# Snappy dogue de bordeaux help please!!!!



## xmashx (Sep 14, 2007)

well ive had my puppy dogue de bordeaux Bailey for a few months now but he likes to bite people and their clothing.
Ive noticed he does this more with certain people in our house than others. 
weve tried all sorts. weve asked the person at the puppy classes, my mates who also have mastiffs and nippy dogs. and it only seems to be working out for certain people. 
some people have said that he should grow out of it because its puppy behaviour and it just seems worse because hes a huge puppy.
is this true? and do u have any sugestions on what we can do at home.

p.s we did try loads of behaviourists with one of my boxers and it didnt make a blind bit of difference.

xmashx


----------



## royal_girly (Apr 14, 2008)

hiya, what sort of things have you tried already? 

And dont panic this is totally normal puppy behaviour... :lol2:


----------



## xmashx (Sep 14, 2007)

my boxers never bit quite like this tho. i had a hole in my arm from when he decided he was gna bite me lol. maybe it just seems worse because hes alot bigger than they were

and weve tried the scream and ignore tactic. weve tried dominating him. distracting him. taking him out of the room so he doesnt get any attention. 
and thats worked for a few of us. but i dont know what it is but some people in my house he just has this compulsive need to attack them as soon as he lays eyes on them. 

xmashx


----------



## midori (Aug 27, 2006)

It is perfectly normal for puppies to bite. They explore things with their mouths a bit like human babies do. However, obviously it's not acceptable for them to continue doing it forever. 

Read this article and put it into practice. 

How to adopt a Weimaraner from Tri-State Weimaraner Rescue

You need to be absolutely consistent or it won't work. I suspect someone is inadvertantly rewarding the pup with negative attention when it play bites/nips, and so the behaviour is accidentally re-inforced, and the pup carries it on. You need to make every person do the same thing, and depending on how much the play biting has been re-inforced already (I am assuming pup is at least 5 months old as you've had him for several months) it could take quite a while until it stops. Do persevere, it absolutely will work if done consistently.


----------



## royal_girly (Apr 14, 2008)

midori also posted that article when i asked a very similar question with my Bull Terrier baby, he's now improved 100%, still not completely there yet but we can now have family barbeques with multiple people/children present without the worry of him nipping anyone. :2thumb: He's 16 weeks old now.

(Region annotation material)
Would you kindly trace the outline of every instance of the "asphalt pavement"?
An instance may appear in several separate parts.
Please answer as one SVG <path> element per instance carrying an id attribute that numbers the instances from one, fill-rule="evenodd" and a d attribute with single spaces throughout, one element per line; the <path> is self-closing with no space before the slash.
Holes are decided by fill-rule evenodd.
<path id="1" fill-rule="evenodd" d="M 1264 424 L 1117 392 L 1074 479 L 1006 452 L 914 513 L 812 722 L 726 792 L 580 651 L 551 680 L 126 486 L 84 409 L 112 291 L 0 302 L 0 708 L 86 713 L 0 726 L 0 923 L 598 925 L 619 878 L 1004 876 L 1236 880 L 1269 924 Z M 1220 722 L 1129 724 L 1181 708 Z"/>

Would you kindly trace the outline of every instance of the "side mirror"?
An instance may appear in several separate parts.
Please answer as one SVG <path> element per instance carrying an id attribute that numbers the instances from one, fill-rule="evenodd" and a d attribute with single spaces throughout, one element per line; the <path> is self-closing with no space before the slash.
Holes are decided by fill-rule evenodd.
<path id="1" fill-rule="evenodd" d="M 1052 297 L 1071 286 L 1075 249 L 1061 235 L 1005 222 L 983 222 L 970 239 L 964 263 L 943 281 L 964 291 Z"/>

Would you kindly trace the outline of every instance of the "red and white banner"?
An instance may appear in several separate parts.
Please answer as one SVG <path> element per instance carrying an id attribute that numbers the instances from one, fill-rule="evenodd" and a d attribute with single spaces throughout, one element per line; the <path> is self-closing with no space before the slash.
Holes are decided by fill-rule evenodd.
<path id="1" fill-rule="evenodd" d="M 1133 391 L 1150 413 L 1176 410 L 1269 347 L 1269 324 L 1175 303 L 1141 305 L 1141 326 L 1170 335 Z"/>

### Aim
Carry on the forum thread about the puppy that bites, starting right after its last post.

### Answer for this exercise
----------



## xmashx (Sep 14, 2007)

thanks for the help.
hes coming up to seven months soon. 
but trying to get everyone co-operating and doing the same thing is gna be a challenge as there are so many people in the house but well worth it. 
does anyone know why he only picks on certain people in the house. is it something they are doing wrong or is he just picking on them?
xmashx


----------



## LisaLQ (Jan 29, 2009)

As you've already probably noticed, the dog is probably incredibly confused by all the inconsistent training choices. You cant chop and change every couple of days/weeks, you need to find a method and stick to it.

As for "dominating" him, I'd probably bite someone who tried that on with me too - poor sod.


----------



## midori (Aug 27, 2006)

royal_girly said:


> midori also posted that article when i asked a very similar question with my Bull Terrier baby, he's now improved 100%, still not completely there yet but we can now have family barbeques with multiple people/children present without the worry of him nipping anyone. :2thumb: He's 16 weeks old now.


 
Glad it's helped someone! Ian Dunbar is a fabulous behaviourist/trainer. 




xmashx said:


> thanks for the help.
> hes coming up to seven months soon.
> but trying to get everyone co-operating and doing the same thing is gna be a challenge as there are so many people in the house but well worth it.
> does anyone know why he only picks on certain people in the house. is it something they are doing wrong or is he just picking on them?
> xmashx


 
Yep, it's more about training the humans than the dog! :lol2:

Dogs do not pick on people. If you work on the principle that the dog is doing whatever (in this case biting) because it gets something out of it then you'll find it easier to work out why a dog is doing something. In this case, I would imagine that the people involved are making a lot of nise/fuss/waving their arms in the air etc when the dog bites them. Or maybe saying/shouting 'no!' or 'sit' or similar. Perhaps, if it is children, screaming/getting frightened etc? So, the dog then thinks 'whoopee! all those others ignore me when I bite them, but this person gets excited and it's really great fun' Basically, the do gthinks it's a game. 

Most puppies also think it is great fun when humans attempt to 'dominate' them by pinning or holding down.


----------



## PinkSnake (Sep 1, 2006)

Would you like me to put you in touch with a trainer/behaviourist that specialises in DDB??


----------



## xmashx (Sep 14, 2007)

weve tried each one for about a month at a time and he doesnt seem to improve.
and thats what i cant work out why he just goes for these people. because they dont shout, they dont wave their arms. and he doesnt wag his tail when he sees them he just runns and then latches on to whatever he can on them either clothing or flesh they then shout we get him off and then hes left on is own for a bit. but hes a persistant little beggar.

and i tried dominating as thats what my friends have done with their mastiffs and it seemed to work. but he just always saw it as play fighting. and would get really excited. 

and thanks for offering help finding a behaviourist but hes technically my mums dog (even tho we all pitch in). and ever since we tried it with my boxers i dont think shes that keen. but i dont know. 
xmashx


----------



## midori (Aug 27, 2006)

xmashx said:


> weve tried each one for about a month at a time and he doesnt seem to improve.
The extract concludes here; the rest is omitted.